GOAL> Pull out every line of the material that contains the string "trees", matching case exactly.

◇ ◇ ◇ ◇

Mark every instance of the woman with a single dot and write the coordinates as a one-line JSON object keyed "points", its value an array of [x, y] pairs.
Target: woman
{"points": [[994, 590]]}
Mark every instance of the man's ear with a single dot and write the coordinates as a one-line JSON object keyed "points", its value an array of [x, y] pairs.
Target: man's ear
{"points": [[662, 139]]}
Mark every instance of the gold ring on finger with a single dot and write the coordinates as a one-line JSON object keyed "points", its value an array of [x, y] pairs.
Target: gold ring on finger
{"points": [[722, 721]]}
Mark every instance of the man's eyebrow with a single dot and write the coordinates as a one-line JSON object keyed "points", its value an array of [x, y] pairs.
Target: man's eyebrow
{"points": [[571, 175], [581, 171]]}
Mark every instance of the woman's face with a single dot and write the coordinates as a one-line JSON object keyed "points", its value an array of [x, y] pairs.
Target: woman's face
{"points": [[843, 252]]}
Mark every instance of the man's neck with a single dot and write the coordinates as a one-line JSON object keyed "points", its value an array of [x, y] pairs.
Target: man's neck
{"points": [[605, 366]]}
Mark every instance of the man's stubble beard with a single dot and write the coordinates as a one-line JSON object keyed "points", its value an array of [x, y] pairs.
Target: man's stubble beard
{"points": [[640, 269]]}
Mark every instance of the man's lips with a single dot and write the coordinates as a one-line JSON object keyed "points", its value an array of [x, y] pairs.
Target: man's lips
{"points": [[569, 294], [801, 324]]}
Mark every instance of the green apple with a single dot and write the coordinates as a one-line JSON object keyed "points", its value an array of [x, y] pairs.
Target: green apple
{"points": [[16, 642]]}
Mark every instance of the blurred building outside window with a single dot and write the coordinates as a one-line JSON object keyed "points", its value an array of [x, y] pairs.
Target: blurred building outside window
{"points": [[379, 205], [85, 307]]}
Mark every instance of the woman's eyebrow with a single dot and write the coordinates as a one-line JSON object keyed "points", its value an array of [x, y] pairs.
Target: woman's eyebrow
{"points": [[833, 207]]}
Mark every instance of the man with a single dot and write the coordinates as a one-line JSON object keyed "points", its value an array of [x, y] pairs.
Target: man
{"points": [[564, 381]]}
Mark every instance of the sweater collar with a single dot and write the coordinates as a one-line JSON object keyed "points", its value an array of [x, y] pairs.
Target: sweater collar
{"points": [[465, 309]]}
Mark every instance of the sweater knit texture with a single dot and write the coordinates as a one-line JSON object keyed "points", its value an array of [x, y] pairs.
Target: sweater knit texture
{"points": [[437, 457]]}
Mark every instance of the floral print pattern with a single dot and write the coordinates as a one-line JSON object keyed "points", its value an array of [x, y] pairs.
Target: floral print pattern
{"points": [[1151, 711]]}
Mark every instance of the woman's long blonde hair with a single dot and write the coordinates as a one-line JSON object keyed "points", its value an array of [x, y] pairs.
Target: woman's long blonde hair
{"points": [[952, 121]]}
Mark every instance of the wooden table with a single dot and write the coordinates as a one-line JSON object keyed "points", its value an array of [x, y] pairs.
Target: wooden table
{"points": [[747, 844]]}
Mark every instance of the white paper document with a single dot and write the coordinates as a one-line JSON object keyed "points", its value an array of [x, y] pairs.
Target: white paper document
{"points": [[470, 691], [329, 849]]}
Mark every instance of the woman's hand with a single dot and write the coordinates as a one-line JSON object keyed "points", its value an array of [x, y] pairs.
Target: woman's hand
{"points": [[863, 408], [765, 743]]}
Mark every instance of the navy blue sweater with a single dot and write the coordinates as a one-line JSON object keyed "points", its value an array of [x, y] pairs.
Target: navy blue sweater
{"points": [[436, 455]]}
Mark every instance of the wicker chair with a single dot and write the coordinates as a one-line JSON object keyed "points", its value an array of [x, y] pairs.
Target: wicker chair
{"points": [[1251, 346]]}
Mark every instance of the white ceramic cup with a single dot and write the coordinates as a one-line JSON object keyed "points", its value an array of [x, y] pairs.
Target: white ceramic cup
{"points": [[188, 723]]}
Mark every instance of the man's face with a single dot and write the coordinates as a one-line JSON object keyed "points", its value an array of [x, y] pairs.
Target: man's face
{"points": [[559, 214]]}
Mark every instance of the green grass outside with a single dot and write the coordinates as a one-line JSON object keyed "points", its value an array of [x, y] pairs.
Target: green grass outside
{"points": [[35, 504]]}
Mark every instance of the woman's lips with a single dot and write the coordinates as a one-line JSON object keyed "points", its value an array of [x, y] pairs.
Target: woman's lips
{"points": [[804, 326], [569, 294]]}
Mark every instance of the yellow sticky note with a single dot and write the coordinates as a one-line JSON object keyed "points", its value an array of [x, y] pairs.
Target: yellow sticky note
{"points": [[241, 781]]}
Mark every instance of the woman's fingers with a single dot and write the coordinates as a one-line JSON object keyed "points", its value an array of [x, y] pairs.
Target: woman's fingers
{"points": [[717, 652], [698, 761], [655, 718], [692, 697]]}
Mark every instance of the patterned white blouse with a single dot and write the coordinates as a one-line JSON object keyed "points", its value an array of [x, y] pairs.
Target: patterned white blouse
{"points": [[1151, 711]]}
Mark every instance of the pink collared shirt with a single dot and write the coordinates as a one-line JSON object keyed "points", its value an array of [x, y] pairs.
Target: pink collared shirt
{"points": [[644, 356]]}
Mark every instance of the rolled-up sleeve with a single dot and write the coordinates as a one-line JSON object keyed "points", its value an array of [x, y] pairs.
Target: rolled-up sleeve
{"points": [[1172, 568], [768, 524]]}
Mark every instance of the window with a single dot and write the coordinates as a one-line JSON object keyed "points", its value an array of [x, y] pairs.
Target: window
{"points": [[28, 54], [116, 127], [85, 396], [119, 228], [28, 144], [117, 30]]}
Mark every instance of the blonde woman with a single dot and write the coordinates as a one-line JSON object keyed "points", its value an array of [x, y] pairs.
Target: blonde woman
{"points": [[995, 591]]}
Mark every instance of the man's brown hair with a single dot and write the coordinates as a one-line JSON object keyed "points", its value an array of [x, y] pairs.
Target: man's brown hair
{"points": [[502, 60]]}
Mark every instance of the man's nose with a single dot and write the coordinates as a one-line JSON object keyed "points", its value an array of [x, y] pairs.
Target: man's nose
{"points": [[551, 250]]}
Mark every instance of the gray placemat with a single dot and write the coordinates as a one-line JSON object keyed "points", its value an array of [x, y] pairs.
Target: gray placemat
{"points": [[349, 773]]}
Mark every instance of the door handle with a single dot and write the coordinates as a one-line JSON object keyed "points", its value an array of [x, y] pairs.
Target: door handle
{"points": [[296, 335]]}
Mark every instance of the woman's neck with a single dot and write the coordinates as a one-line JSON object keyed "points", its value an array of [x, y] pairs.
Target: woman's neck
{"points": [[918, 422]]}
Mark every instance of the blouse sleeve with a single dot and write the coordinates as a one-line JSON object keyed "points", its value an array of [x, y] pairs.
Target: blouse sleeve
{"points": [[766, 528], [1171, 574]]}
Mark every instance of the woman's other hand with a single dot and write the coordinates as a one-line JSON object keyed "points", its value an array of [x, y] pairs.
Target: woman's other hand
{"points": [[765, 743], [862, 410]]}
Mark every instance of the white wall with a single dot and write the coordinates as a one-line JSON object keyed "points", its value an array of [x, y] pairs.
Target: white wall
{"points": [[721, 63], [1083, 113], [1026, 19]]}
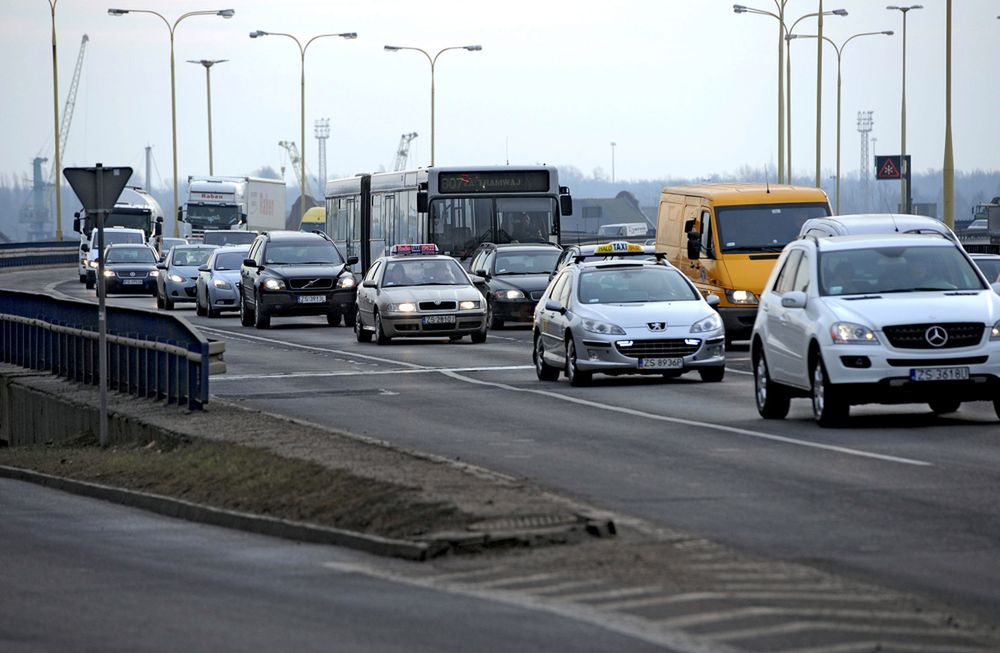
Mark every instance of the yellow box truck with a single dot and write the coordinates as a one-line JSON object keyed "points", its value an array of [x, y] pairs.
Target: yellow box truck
{"points": [[726, 238]]}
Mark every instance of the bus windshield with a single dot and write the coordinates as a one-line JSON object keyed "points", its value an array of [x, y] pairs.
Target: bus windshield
{"points": [[212, 216], [459, 225], [763, 228]]}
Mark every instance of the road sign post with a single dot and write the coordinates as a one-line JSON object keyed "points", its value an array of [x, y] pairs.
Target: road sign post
{"points": [[897, 168], [98, 189]]}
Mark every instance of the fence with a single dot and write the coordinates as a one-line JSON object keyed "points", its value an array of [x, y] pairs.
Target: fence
{"points": [[49, 253], [150, 354]]}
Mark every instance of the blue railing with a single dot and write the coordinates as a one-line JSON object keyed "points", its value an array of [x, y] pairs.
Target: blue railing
{"points": [[57, 252], [150, 354]]}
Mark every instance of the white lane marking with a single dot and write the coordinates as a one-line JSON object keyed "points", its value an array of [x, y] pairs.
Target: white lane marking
{"points": [[690, 422], [299, 375], [627, 625]]}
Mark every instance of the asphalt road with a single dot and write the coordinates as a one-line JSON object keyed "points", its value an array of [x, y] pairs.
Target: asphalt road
{"points": [[899, 497]]}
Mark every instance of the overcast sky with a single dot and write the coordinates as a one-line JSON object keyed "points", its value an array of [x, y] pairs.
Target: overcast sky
{"points": [[685, 88]]}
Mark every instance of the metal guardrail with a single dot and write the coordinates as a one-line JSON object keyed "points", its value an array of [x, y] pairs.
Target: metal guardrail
{"points": [[57, 252], [150, 355]]}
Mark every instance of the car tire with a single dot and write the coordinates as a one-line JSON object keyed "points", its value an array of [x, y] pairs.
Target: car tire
{"points": [[543, 370], [261, 318], [712, 374], [944, 406], [576, 376], [380, 337], [829, 406], [360, 332], [772, 399]]}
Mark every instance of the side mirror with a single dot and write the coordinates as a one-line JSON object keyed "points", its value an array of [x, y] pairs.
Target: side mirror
{"points": [[566, 204], [694, 245], [553, 305], [794, 299]]}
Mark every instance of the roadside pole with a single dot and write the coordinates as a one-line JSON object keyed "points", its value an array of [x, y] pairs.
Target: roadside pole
{"points": [[98, 193]]}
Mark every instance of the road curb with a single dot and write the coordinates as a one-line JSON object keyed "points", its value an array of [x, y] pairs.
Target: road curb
{"points": [[180, 509]]}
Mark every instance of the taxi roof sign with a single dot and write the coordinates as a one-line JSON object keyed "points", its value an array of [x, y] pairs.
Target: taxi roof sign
{"points": [[409, 249]]}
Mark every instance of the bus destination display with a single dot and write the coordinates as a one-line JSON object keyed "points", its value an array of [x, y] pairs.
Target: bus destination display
{"points": [[498, 181]]}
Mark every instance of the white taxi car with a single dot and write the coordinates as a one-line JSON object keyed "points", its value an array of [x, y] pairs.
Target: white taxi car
{"points": [[416, 292], [875, 319], [626, 317]]}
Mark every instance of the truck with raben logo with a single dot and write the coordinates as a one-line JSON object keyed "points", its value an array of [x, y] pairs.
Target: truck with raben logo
{"points": [[135, 209], [232, 203]]}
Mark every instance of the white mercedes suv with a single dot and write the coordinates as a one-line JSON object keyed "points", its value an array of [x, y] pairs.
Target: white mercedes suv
{"points": [[875, 319]]}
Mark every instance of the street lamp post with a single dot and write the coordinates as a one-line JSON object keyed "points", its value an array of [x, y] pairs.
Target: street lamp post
{"points": [[780, 17], [433, 62], [302, 100], [55, 120], [208, 63], [840, 51], [788, 82], [904, 186], [172, 27]]}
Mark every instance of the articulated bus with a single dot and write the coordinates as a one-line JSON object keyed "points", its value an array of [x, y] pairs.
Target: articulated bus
{"points": [[454, 208]]}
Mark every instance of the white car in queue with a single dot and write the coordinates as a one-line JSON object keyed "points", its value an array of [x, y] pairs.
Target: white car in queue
{"points": [[416, 292], [626, 317], [884, 319]]}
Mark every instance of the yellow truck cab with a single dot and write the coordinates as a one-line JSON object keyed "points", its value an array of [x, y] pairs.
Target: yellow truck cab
{"points": [[726, 238]]}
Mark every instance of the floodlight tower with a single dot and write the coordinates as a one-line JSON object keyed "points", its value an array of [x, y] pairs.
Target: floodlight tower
{"points": [[322, 133]]}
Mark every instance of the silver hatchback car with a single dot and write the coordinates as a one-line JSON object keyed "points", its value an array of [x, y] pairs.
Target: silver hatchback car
{"points": [[626, 317]]}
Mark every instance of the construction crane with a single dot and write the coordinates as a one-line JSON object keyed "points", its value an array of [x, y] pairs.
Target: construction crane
{"points": [[403, 151], [70, 104]]}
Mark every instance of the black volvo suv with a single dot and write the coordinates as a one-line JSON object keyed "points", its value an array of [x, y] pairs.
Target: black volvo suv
{"points": [[296, 273]]}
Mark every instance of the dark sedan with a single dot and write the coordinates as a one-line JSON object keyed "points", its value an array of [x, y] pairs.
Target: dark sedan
{"points": [[515, 276], [130, 269]]}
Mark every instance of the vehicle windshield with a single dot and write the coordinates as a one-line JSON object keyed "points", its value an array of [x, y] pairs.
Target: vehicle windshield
{"points": [[763, 228], [212, 216], [634, 285], [229, 260], [130, 255], [189, 257], [112, 237], [426, 272], [458, 225], [990, 268], [319, 253], [879, 270], [526, 262], [225, 237]]}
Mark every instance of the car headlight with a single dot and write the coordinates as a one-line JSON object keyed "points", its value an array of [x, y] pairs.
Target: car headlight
{"points": [[273, 284], [604, 328], [849, 333], [744, 297], [711, 323]]}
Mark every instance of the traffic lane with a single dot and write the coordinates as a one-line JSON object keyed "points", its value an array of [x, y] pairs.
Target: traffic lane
{"points": [[912, 526], [81, 574]]}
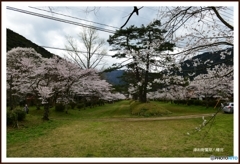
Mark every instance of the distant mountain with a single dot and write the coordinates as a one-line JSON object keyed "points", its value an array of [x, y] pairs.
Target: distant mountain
{"points": [[114, 77], [15, 40], [206, 60]]}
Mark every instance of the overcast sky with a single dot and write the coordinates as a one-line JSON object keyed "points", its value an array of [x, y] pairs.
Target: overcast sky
{"points": [[109, 16], [47, 32]]}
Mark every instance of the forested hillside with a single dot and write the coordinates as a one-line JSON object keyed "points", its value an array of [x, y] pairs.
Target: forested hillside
{"points": [[15, 40]]}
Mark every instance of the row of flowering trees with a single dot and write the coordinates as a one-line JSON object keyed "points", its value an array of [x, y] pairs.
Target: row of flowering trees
{"points": [[50, 79], [217, 83]]}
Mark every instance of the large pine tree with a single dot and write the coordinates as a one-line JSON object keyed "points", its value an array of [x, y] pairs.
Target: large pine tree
{"points": [[142, 46]]}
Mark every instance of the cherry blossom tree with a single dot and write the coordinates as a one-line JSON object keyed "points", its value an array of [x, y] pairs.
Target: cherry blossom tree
{"points": [[21, 63], [198, 29], [217, 82], [50, 79]]}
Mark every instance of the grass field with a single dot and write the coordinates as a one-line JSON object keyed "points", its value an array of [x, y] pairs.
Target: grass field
{"points": [[111, 131]]}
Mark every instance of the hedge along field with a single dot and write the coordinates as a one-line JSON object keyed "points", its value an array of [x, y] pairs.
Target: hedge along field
{"points": [[108, 131]]}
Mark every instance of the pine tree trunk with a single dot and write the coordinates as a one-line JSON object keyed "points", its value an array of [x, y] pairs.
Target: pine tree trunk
{"points": [[46, 112]]}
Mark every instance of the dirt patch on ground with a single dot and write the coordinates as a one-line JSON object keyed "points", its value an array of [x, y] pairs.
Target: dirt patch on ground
{"points": [[151, 119]]}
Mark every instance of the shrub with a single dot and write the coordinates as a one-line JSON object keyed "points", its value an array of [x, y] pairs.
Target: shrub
{"points": [[147, 109], [21, 115], [80, 105], [15, 115], [11, 117], [72, 105], [59, 107]]}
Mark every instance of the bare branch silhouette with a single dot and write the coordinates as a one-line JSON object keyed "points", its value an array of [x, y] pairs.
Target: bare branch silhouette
{"points": [[135, 10]]}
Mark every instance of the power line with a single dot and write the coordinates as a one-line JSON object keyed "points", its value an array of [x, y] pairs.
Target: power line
{"points": [[60, 20], [63, 49], [73, 17]]}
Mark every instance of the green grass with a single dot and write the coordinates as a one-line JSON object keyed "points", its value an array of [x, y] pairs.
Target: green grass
{"points": [[93, 133]]}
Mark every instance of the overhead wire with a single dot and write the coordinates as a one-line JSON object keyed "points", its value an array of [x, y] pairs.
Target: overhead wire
{"points": [[60, 20], [73, 17], [73, 50]]}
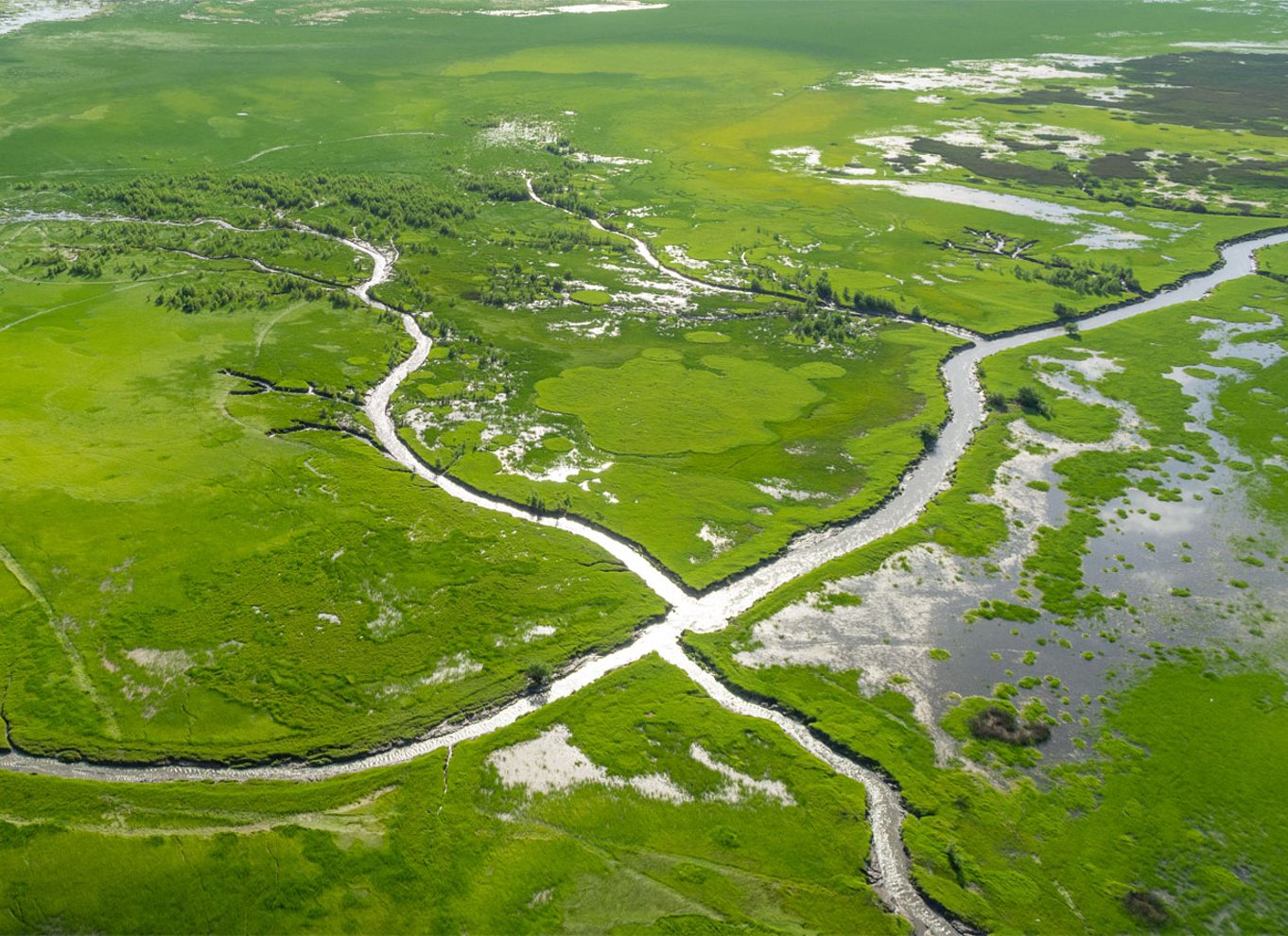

◇ ◇ ◇ ◇

THE SOLUTION>
Mark every instance of the row of flowering trees with a single dot and write the coordinates as a one-line JSON object keyed "points", its value an array of [x, y] pairs.
Target: row of flowering trees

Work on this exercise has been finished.